*YOUR GOAL*. Which lines of the material run from the one containing "point: forked twig" through the one containing "column 117, row 102"? Repeat those lines exactly, including both ends, and nothing else.

(Raw records)
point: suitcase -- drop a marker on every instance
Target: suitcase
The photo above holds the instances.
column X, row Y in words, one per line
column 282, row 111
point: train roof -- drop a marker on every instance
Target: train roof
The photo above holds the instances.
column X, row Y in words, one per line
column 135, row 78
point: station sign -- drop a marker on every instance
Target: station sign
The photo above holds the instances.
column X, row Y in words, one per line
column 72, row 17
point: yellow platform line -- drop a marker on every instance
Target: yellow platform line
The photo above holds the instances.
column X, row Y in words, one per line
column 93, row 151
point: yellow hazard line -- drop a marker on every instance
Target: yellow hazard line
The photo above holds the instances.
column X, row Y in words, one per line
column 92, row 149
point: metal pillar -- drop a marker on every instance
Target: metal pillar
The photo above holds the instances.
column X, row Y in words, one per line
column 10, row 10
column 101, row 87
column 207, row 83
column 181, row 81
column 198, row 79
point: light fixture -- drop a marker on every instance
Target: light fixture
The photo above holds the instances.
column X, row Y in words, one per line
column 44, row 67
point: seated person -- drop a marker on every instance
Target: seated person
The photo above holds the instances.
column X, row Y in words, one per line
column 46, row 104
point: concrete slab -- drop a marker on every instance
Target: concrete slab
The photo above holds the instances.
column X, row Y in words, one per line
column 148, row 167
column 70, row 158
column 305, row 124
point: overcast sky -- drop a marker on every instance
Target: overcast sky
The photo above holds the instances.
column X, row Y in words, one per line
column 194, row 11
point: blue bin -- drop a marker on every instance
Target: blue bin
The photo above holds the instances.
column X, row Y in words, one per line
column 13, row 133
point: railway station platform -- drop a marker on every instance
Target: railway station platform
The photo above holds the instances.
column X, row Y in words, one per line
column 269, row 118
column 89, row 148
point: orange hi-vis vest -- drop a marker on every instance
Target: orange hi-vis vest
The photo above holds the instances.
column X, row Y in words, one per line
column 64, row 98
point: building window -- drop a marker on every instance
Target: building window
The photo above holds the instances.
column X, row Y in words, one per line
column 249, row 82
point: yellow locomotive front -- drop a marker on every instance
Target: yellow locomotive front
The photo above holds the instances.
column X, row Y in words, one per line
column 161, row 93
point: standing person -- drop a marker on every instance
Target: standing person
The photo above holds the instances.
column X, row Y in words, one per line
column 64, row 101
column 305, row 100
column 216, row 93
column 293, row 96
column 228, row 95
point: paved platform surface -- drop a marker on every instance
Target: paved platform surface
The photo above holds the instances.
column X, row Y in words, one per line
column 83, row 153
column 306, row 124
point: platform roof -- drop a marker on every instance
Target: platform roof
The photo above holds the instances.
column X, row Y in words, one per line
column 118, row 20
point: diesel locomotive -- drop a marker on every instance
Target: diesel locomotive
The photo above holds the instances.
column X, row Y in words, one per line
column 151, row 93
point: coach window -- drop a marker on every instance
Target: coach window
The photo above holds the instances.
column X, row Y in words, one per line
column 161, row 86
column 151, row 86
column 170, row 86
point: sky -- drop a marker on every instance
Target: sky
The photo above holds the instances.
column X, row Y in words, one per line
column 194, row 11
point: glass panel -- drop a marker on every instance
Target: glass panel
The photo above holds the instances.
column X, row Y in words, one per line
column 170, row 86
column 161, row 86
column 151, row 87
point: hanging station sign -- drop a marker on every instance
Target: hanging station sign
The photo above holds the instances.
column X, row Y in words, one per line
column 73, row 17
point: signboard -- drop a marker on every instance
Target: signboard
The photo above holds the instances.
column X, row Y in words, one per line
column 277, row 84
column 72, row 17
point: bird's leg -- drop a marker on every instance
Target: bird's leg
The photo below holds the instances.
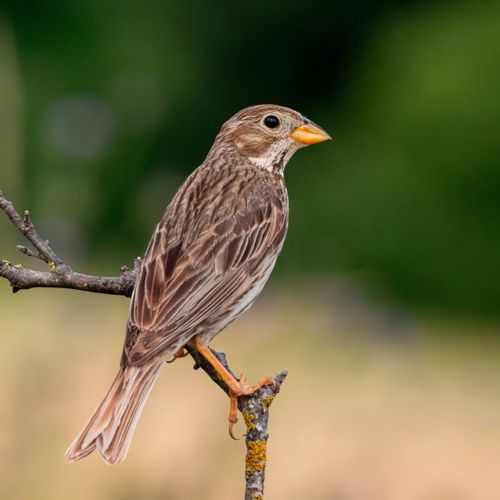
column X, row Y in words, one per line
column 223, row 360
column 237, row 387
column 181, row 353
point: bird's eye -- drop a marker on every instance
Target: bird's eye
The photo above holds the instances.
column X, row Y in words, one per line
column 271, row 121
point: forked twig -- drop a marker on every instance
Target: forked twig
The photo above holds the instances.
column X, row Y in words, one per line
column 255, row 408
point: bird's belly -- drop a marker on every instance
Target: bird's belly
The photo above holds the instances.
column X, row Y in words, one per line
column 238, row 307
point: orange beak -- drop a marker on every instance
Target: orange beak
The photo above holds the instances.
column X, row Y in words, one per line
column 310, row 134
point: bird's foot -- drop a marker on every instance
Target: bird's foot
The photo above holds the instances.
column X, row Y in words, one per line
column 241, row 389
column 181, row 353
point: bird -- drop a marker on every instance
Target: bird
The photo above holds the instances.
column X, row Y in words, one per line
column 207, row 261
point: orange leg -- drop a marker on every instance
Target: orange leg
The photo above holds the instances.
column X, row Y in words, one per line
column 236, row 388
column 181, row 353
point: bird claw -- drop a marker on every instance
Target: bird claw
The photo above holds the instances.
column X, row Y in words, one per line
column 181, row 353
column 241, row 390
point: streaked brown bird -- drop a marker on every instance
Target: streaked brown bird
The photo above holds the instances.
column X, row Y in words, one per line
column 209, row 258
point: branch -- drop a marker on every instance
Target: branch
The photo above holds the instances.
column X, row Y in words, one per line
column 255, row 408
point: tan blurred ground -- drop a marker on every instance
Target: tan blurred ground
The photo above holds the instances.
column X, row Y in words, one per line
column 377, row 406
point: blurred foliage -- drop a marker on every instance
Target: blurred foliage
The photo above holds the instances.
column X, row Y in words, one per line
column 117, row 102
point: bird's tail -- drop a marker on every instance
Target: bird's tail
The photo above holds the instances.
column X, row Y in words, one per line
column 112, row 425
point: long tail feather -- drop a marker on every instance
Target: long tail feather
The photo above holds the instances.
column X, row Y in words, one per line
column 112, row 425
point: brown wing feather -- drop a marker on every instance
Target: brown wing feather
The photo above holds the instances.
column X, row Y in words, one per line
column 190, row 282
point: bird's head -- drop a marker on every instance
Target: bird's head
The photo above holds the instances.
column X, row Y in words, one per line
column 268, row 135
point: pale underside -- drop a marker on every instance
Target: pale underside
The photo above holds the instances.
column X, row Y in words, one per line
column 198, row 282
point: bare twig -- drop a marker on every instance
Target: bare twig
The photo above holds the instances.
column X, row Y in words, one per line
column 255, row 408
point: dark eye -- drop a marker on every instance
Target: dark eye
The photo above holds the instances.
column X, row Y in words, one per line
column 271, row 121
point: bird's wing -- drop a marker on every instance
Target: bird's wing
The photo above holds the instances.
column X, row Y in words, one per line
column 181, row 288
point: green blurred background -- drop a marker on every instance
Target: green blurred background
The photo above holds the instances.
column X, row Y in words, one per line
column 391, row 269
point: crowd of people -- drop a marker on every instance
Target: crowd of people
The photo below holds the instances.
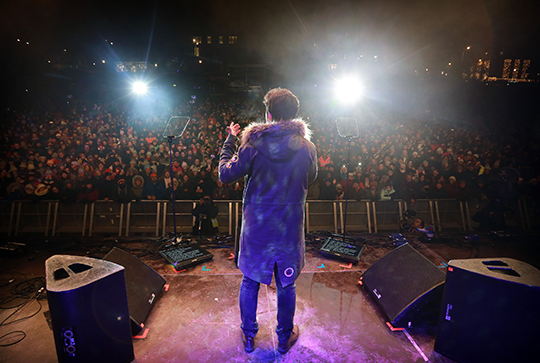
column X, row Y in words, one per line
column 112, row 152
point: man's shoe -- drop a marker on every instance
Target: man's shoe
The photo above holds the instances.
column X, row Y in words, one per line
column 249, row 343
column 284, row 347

--

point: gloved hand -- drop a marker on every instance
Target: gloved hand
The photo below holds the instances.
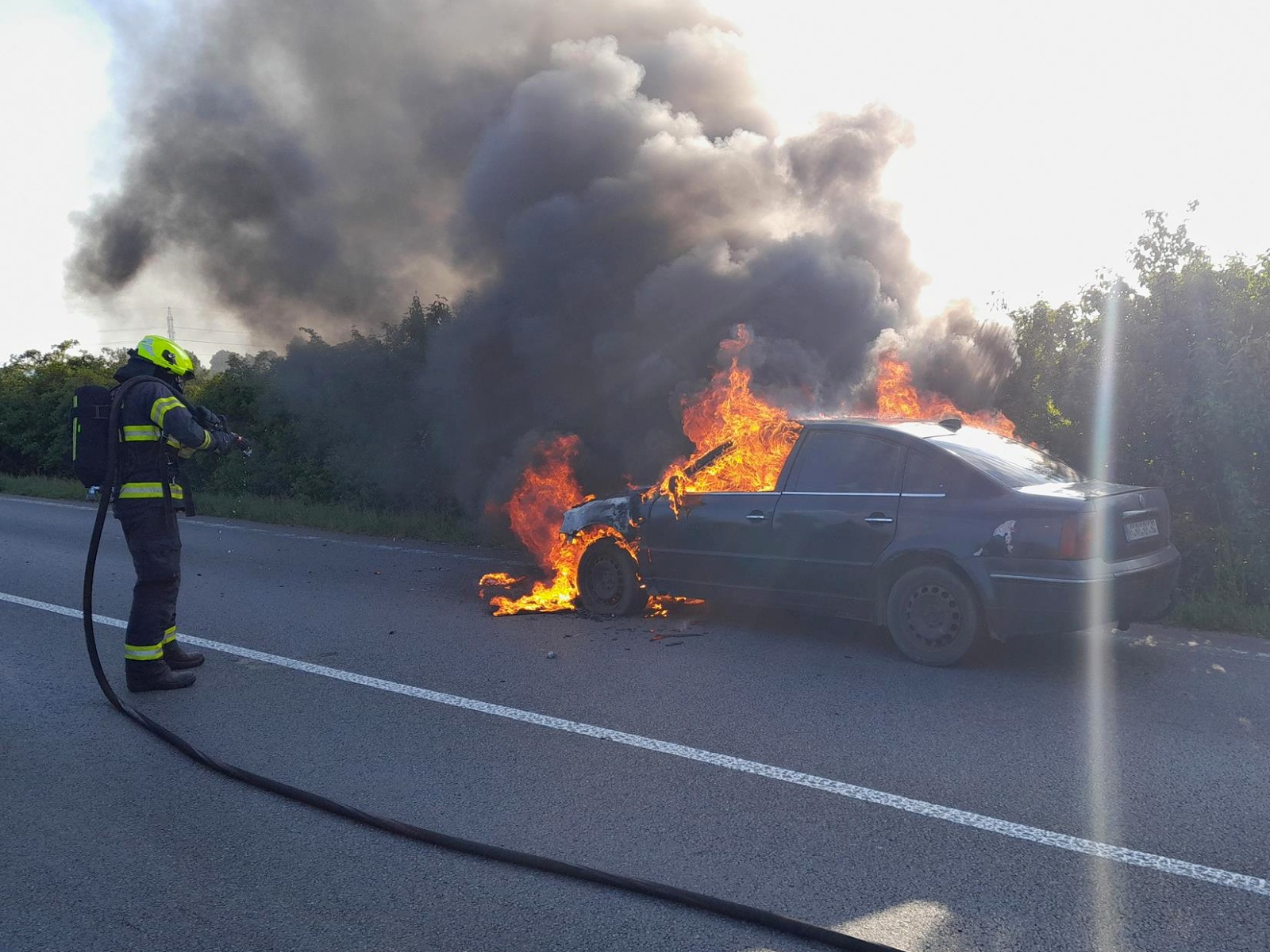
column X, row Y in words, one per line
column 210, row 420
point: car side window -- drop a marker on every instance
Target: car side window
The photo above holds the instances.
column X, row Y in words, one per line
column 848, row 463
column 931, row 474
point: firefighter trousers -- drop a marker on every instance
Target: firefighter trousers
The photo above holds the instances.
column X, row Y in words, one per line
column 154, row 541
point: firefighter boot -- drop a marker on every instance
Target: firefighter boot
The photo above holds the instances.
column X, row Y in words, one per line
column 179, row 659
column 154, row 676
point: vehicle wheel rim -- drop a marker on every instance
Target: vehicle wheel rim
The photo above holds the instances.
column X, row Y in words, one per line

*RESPONSE BELOW*.
point: forked twig -- drop a marker on every instance
Target: forked twig
The photo above holds the instances.
column X, row Y in words, one per line
column 255, row 408
point: bird's belly -- drop a marker on every instance
Target: bird's belly
The photo above holds the instances.
column X, row Y in words, one per line
column 238, row 307
point: orange beak -- drop a marker on every instance
Target: orange beak
The photo above holds the instances.
column X, row Y in words, one per line
column 310, row 134
point: bird's foot -- drop a marker on every instance
Target: bird's foot
The photo above holds the instances.
column X, row Y in words, one per line
column 241, row 389
column 181, row 353
point: bird -- drop a marker on every instance
Target: bird
The photo above holds the instances.
column X, row Y in words, one per line
column 207, row 261
point: orange leg -- drop a marker on every instance
Target: orange leg
The photo above holds the instances.
column X, row Y in words, one per line
column 236, row 388
column 181, row 353
point: bird claw -- drop a marker on every instance
Target: bird claw
The photo above holds the instances.
column X, row Y in words, one per line
column 181, row 353
column 241, row 390
point: streaked brown bird -- drop a marker on every instance
Target: streaked brown bird
The photo above holds the instances.
column X, row Y in words, one per line
column 209, row 258
point: branch -- drop a marker on every instance
Target: branch
The photo above holds the instances.
column X, row Y in words, one per line
column 255, row 408
point: tan blurred ground -- drop a marker on every instance
Target: tan blurred ground
The photo above holds the instances.
column X, row Y in words, one per line
column 377, row 406
point: blurred foliage -- drop a marker on every instance
Target: blurred foliage
The photo above holds the instances.
column X, row Y in words, one per line
column 117, row 102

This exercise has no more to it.